- Problems
A: Translate this sentence from the essay on the circle into Spanish: "The way of the circle is a fundamentally non-hierarchical way of being."
B: Transcribe the passage of the essay on the circle from "Disclaimer: All the" up to and including "white and light.".
======== Text provided ========
The Way of the Circle

Disclaimer: All the ensō images used in the video were purchased as digital files. They are not created by me.

As I spend more time practicing and teaching Interspirituality, I am increasingly in awe of the circle as a symbol of wholeness, inclusion, and what the beloved Vietnamese zen monk, Thich Nhat Hanh, called “Interbeing.”

To quote Thich Nhat Hanh:

““To be” is to inter-be. You cannot just be by yourself alone. You have to inter-be with every other thing.”

The way of the circle is a fundamentally non-hierarchical way of being.

And… I am continually shocked to discover just how much of my own psyche is still colonized by hierarchical thinking and ways of being.

I often find myself raging against what I call “love and light” spirituality. That shadowless place that admits only the good, only the beautiful – only the pureness of white and light.

While I rage against this supremacist and patriarchal model of both psychology and spirituality when I teach and write, while I hark on the value and power of darkness, messiness and imperfection of embodiment, I find that deep within myself, I still have a lot of decolonization to do. When I slightly slacken my attention, it is very easy for me to fall into the binaries of good and bad, right and wrong, light and dark. And yes, these are HIGHLY value-laden qualities. Good, right and light are to be aspired for, worked towards. And bad, wrong and dark are to be moved away from, to be grown out of. My skin crawls when I hear yet another spiritual teacher talk about “high vibe” and “low vibe.” And, I am here to acknowledge that my skin crawls partly because this type of thinking still lives in my psyche. As my shadow.

Yesterday, I taught about shadow to our first year interfaith/interspiritual seminary students at One Spirit Learning Alliance. So, this particular shadow is more on the surface today, and is yearning for some integration.

Even though I made the video (see above) a few weeks ago, I finally decided to write this piece today, while this subject is fresh (and hot) on my heart! I offer this essay and video as an alternative perspective, a counterbalance to the hierarchical psyche that I know I share with many who will be reading this. Let’s face it. This is the water we have been swimming in. This is Western Enlightenment thinking. No wonder none of us are exempt from it! Not even if you grew up all the way across the world – separated by landmasses, mountains, and oceans!!
======== Raw data ========
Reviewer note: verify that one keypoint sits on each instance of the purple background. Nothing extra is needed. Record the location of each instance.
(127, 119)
========
- Task answers
A: El camino del círculo es una forma de ser fundamentalmente no jerárquica.

B:
Disclaimer: All the ensō images used in the video were purchased as digital files. They are not created by me.

As I spend more time practicing and teaching Interspirituality, I am increasingly in awe of the circle as a symbol of wholeness, inclusion, and what the beloved Vietnamese zen monk, Thich Nhat Hanh, called “Interbeing.”

To quote Thich Nhat Hanh:

““To be” is to inter-be. You cannot just be by yourself alone. You have to inter-be with every other thing.”

The way of the circle is a fundamentally non-hierarchical way of being.

And… I am continually shocked to discover just how much of my own psyche is still colonized by hierarchical thinking and ways of being.

I often find myself raging against what I call “love and light” spirituality. That shadowless place that admits only the good, only the beautiful – only the pureness of white and light.